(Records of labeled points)

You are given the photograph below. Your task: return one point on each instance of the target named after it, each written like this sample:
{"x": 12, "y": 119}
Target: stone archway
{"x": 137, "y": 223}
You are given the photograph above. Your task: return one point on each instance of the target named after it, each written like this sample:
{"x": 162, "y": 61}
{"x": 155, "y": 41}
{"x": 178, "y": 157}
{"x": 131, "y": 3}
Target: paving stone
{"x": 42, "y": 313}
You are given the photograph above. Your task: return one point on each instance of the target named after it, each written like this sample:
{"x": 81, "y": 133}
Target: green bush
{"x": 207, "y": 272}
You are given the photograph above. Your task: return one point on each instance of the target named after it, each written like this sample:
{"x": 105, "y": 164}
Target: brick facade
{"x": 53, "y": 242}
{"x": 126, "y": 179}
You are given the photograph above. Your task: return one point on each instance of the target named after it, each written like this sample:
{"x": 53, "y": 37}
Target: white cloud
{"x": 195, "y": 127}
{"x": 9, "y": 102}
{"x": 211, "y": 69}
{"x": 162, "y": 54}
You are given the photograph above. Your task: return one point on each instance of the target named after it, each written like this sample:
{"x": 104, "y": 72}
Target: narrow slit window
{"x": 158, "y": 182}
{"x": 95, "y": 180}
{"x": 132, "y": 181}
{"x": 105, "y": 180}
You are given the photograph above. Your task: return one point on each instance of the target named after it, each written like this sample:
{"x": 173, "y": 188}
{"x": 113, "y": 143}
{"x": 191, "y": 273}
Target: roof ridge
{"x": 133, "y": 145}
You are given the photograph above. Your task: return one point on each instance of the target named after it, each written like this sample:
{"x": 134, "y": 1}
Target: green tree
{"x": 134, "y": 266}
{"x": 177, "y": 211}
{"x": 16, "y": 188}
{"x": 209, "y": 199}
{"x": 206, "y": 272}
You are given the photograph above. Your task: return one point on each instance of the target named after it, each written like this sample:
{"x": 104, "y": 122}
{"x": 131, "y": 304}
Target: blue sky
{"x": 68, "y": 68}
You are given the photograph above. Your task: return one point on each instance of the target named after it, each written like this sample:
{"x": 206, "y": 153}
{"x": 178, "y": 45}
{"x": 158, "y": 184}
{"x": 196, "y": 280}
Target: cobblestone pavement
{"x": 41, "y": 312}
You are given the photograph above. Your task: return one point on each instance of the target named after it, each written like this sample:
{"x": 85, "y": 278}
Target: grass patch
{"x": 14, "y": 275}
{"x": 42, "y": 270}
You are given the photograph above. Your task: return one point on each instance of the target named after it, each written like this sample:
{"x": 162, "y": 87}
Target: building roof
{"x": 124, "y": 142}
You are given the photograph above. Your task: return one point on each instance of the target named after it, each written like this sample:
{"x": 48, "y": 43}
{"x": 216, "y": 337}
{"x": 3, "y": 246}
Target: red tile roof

▶ Your objective
Reproduce the records in full, exactly as written.

▶ The answer
You are given the photograph below. Your task: return one point on each instance of the target named after it, each written like this sample:
{"x": 12, "y": 119}
Target: stone archway
{"x": 137, "y": 223}
You are given the photograph above. Your task: return one point on each instance of the target named after it, each written like this sample:
{"x": 162, "y": 61}
{"x": 155, "y": 41}
{"x": 178, "y": 157}
{"x": 131, "y": 3}
Target: paving stone
{"x": 42, "y": 313}
You are given the photograph above. Your task: return one point on each instance of the target named after it, each written like this sample:
{"x": 81, "y": 133}
Target: green bush
{"x": 207, "y": 272}
You are given the photograph above. Your task: return one point on each instance of the target named after it, each written like this sample:
{"x": 105, "y": 164}
Target: brick facade
{"x": 53, "y": 242}
{"x": 126, "y": 179}
You are given the photograph above. Your task: return one point on each instance of the target named after it, each written like this sample:
{"x": 53, "y": 37}
Target: white cloud
{"x": 195, "y": 127}
{"x": 9, "y": 102}
{"x": 211, "y": 69}
{"x": 162, "y": 54}
You are given the photograph above. Your task: return one point on each instance of the target named after it, each written like this sample:
{"x": 104, "y": 72}
Target: narrow slit window
{"x": 158, "y": 182}
{"x": 95, "y": 180}
{"x": 132, "y": 181}
{"x": 105, "y": 180}
You are given the photograph above. Your task: return one point on each instance of the target named after it, each written like this sample:
{"x": 173, "y": 188}
{"x": 113, "y": 143}
{"x": 191, "y": 273}
Target: roof ridge
{"x": 133, "y": 145}
You are given the photograph above. Your task: return one point on each instance of the target named after it, each written like this sample:
{"x": 134, "y": 1}
Target: green tree
{"x": 134, "y": 266}
{"x": 177, "y": 211}
{"x": 16, "y": 188}
{"x": 209, "y": 199}
{"x": 206, "y": 272}
You are given the photograph above. Your task: return one point on each instance of the target named after it, each written like this sample:
{"x": 104, "y": 122}
{"x": 131, "y": 304}
Target: blue sky
{"x": 68, "y": 68}
You are given the photograph above. Your task: return one point on each instance of the target named after it, each written like this sample:
{"x": 206, "y": 153}
{"x": 178, "y": 45}
{"x": 158, "y": 184}
{"x": 196, "y": 280}
Target: cobblestone pavement
{"x": 41, "y": 312}
You are given the photograph above. Your task: return one point on each instance of the target named after it, each written like this sample:
{"x": 85, "y": 278}
Target: grass patch
{"x": 14, "y": 275}
{"x": 42, "y": 270}
You are given the photograph above. Your task: return one point on each instance of the target named after it, each written like this sample:
{"x": 162, "y": 87}
Target: building roof
{"x": 124, "y": 142}
You are given the photograph above. Your task: return one point on each instance of the target named after it, each written like this sample:
{"x": 48, "y": 43}
{"x": 216, "y": 337}
{"x": 3, "y": 246}
Target: red tile roof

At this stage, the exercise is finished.